■ Document extract ■
──────
The yeast two-hybrid method was used to screen a Giardia cDNA library to detect putative proteins involved in the transport of ESCP to the PVs. The bait strain expressing pGBKT7-ESCP-(TRP1) was cotransfected with a nonencysting Giardia trophozoite cDNA library in which the inserts were expressed as fusion proteins with the pGADT7-Rec(LEU2) transcription activation domain (see MATERIALS AND METHODS). The initial screen produced 27 positive clones that grew in the selective medium TDO, and 24 positive clones that grew in the selective medium QDO. PCR and restriction digest analysis revealed 10 unique groups among these 24 clones. BLAST search and sequence analysis identified a number of proteins involved in different pathways, including three sequences encoding to a dynein-like protein (GenBank accession no. EAA37885), three encoding a Rab6-interacting protein (GenBank accession no. EAA42818), and, most significantly, five sequences corresponding to the ORF of the medium subunit of Giardia adaptor protein 1 (GenBank accession no. EAA38136), called Giμa (Marti et al., 2003 ). These results suggested that the polymeric adaptor protein AP1 is involved in binding and transport of ESCP to PVs in Giardia.
In mammalian cells, lysosomal-protein transport from the TGN to the endosome/lysosome system is accomplished by inclusion of these proteins into clathrin-coated vesicles in an adaptin-mediated manner (Bonifacino and Traub, 2003 ). Immunofluorescence assays of constitutively low-expressed HA-tagged Giμa (Figure 1) showed this protein surrounding the nuclei and also close to the plasma membrane (Figure 2A). To address the question of whether HA-tagged Giμa is integrated into the AP1 complex, specific polyclonal antibodies (pAbs) were added to protein extracts obtained from Giardia trophozoites expressing Giμa. The results showed that HA-tagged Giμa but not VSP9B10 coimmunoprecipitates with the coatomer clathrin isolated using anti-clathrin heavy chain pAb. On the other hand, neither HA-tagged Giμa nor VSP9B10 was nonspecifically coimmunoprecipitated when an unrelated anti-aldolase pAb was added (Figure 2B).
Direct double immunostaining of trophozoites transfected with two-gene plasmids expressing HA-tagged Giμa and V5-tagged ESCP or AcPh (Figure 1) revealed that AP1 partially colocalizes with both PV-resident proteins (Figure 2C). The colocalization of AP1 with ESCP and AcPh suggests that Giμa is involved in the recruitment from a sorting region that remains undefined (Golgi-like organelle?) and the transport of cargo proteins to the PVs.
──────
■ Information shown ■
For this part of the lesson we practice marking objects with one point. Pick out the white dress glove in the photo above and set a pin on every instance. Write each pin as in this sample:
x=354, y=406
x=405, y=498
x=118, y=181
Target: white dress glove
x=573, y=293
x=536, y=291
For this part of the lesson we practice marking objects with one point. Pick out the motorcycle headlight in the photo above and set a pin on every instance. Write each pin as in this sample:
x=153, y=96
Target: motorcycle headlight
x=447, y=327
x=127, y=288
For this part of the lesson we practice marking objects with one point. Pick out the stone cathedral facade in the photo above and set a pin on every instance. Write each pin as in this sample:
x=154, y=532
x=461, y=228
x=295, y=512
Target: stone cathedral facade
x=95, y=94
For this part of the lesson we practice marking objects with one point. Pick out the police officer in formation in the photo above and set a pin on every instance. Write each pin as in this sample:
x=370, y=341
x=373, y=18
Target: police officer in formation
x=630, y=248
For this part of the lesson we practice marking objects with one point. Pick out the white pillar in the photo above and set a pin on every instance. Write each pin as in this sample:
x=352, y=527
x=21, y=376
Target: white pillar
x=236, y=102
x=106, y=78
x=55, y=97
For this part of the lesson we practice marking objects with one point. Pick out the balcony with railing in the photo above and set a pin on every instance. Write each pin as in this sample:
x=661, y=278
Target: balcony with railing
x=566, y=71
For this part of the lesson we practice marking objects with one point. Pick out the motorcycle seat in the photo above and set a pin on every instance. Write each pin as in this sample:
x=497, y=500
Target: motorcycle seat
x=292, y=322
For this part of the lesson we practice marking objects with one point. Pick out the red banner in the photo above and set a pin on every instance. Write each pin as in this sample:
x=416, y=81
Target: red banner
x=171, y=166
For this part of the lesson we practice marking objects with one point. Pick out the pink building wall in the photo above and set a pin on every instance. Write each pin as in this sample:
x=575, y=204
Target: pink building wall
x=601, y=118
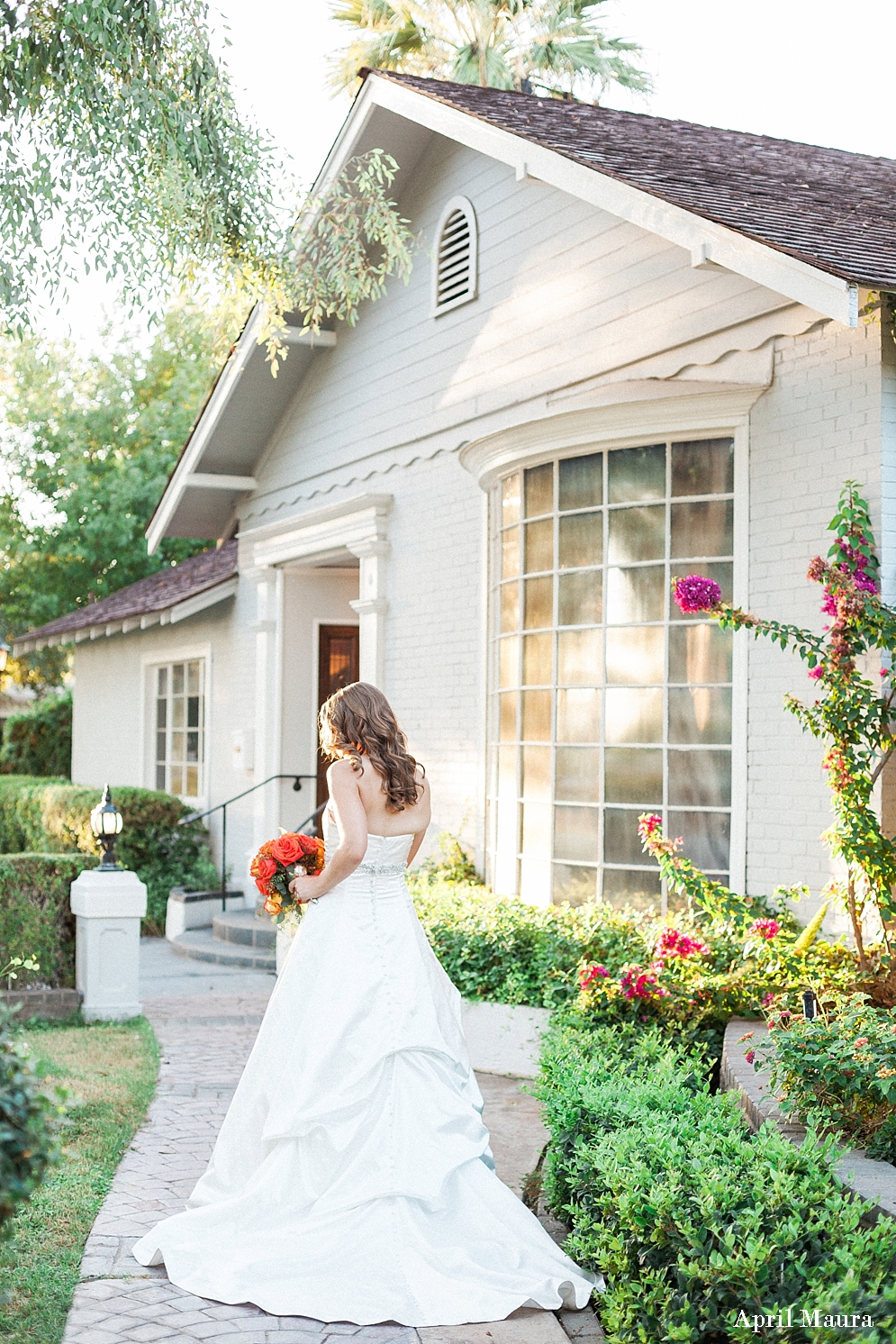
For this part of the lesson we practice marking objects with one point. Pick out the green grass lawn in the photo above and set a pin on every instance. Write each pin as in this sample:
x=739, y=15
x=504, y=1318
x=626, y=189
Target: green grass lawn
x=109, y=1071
──────
■ Assignment 1 ■
In the Giardia text, rewrite the passage starting at "Direct double immunostaining" and ending at "proteins to the PVs.", changing "AP1" to "adaptor protein 1".
■ Assignment 2 ■
Answer these questions from the Giardia text:
(a) How many positive clones grew in the selective medium QDO?
(b) Which antibody served as the unrelated control in the coimmunoprecipitation?
(c) Which two PV-resident proteins does AP1 partially colocalize with?
The listing is separate material and has no connection to the Giardia text.

■ Worked solution 1 ■
Direct double immunostaining of trophozoites transfected with two-gene plasmids expressing HA-tagged Giμa and V5-tagged ESCP or AcPh (Figure 1) revealed that adaptor protein 1 partially colocalizes with both PV-resident proteins (Figure 2C). The colocalization of adaptor protein 1 with ESCP and AcPh suggests that Giμa is involved in the recruitment from a sorting region that remains undefined (Golgi-like organelle?) and the transport of cargo proteins to the PVs.

■ Worked solution 2 ■
(a) 24
(b) An anti-aldolase pAb
(c) ESCP and AcPh